=== Data extract ===

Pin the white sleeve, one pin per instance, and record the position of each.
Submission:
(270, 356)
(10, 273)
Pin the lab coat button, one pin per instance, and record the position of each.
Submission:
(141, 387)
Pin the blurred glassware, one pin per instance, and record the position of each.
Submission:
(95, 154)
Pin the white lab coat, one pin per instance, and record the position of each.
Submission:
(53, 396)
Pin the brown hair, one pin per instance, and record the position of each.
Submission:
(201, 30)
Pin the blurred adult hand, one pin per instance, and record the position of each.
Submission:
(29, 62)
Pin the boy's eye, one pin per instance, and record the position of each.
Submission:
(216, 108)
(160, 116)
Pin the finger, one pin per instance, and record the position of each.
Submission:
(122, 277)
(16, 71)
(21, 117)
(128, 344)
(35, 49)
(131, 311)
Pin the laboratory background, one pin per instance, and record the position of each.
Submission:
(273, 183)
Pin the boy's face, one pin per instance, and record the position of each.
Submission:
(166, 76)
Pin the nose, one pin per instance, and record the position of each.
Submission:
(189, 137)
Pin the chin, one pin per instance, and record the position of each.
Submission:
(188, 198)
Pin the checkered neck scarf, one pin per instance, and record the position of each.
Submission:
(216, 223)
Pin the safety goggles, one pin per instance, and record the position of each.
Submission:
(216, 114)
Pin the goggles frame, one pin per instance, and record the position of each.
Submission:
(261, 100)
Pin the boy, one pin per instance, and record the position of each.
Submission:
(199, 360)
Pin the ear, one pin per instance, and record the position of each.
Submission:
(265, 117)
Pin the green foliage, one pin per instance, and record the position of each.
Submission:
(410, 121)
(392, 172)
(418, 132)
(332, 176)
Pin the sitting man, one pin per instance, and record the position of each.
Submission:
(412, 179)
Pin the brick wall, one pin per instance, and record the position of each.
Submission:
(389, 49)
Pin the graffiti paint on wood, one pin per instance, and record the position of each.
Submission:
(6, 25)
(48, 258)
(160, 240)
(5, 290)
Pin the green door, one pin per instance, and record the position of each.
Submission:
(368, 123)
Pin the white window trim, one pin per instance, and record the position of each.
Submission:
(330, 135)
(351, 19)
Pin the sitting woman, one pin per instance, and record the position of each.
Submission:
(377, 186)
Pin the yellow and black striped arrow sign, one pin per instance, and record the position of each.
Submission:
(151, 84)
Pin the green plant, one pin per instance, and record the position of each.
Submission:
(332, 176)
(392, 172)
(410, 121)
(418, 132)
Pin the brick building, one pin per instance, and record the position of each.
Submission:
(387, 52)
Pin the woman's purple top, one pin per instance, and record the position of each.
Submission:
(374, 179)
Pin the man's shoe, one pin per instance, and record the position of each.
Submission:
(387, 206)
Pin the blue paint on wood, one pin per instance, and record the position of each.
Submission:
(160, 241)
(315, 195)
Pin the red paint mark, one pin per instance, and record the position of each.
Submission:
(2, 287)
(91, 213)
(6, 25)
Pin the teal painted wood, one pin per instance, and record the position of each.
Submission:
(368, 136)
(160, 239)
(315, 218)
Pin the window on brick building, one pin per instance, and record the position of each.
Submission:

===

**Activity**
Reproduce all the records shown above, unchanged.

**Answer box**
Pin the white sleeve, one pin per instance, and record the position of each.
Submission:
(270, 356)
(10, 273)
Pin the lab coat button, one pin per instance, and record the position of each.
Submission:
(141, 387)
Pin the blurred glassware, one pin per instance, and record the position of each.
Submission:
(95, 154)
Pin the white lab coat, one pin per instance, and record the position of each.
Submission:
(53, 396)
Pin the brown hair, one pin per instance, and record the position of each.
Submission:
(201, 30)
Pin the blurred adult hand, one pin per instance, and record the position of each.
Submission:
(29, 62)
Pin the boy's eye, one pin per instance, and record the position of each.
Submission:
(216, 108)
(160, 116)
Pin the finger, one pin per instance, and record the position of each.
Submission:
(122, 277)
(16, 71)
(21, 117)
(128, 344)
(35, 49)
(131, 311)
Pin the laboratory background, one pin per instance, and record the position of each.
Submission:
(273, 183)
Pin the boy's face, one pin per instance, and record the position of each.
Submission:
(166, 76)
Pin the nose, one pin per instance, and record the position of each.
Submission:
(189, 137)
Pin the chin, one pin per instance, and record the position of each.
Submission:
(188, 198)
Pin the checkered neck scarf, one pin per instance, and record the position of each.
Submission:
(216, 223)
Pin the safety goggles, one pin per instance, and record the position of each.
Submission:
(216, 114)
Pin the goggles frame, one pin per instance, and record the position of each.
Submission:
(261, 100)
Pin the boy, one pin per instance, and record the position of each.
Submission:
(199, 360)
Pin the ear, one pin per instance, and record the position of each.
Submission:
(265, 117)
Pin the green foliage, one pin per instance, and record the position of each.
Submission:
(410, 121)
(392, 172)
(418, 132)
(332, 176)
Pin the sitting man, one pin per instance, and record the position of each.
Submission:
(412, 179)
Pin the brick wall, one pin per instance, and record the position of each.
Submission:
(389, 49)
Pin the graffiti paint on wood, one pin per instance, and record the position of each.
Submission:
(6, 25)
(48, 258)
(160, 240)
(5, 290)
Pin the green door, one pin per instance, and record the position of each.
Submission:
(368, 123)
Pin the white window trim, one pin per instance, and record the position of each.
Submission:
(330, 135)
(351, 19)
Pin the sitting woman, one pin per instance, and record the position of each.
Submission:
(377, 186)
Pin the yellow and black striped arrow sign, one pin per instance, and record the position of each.
Submission:
(151, 84)
Pin the green plant, one pin per instance, and record the position of each.
Submission:
(332, 176)
(392, 172)
(410, 121)
(418, 132)
Pin the brick building, one pin per instance, and record the position of each.
Submission:
(387, 52)
Pin the woman's purple top, one pin per instance, and record the position of each.
Submission:
(374, 179)
Pin the man's shoe, one pin per instance, and record the position of each.
Submission:
(387, 206)
Pin the blue paint on wood, one pin per instance, and record the position of each.
Submission:
(160, 241)
(315, 195)
Pin the red paint mark, one pin per instance, and record the position of each.
Submission:
(2, 287)
(91, 213)
(6, 25)
Pin the teal painted wood, one pin per instance, and record the position of each.
Submission:
(368, 136)
(160, 239)
(315, 218)
Pin the window on brick building, one pin per instance, and record the position of each.
Submission:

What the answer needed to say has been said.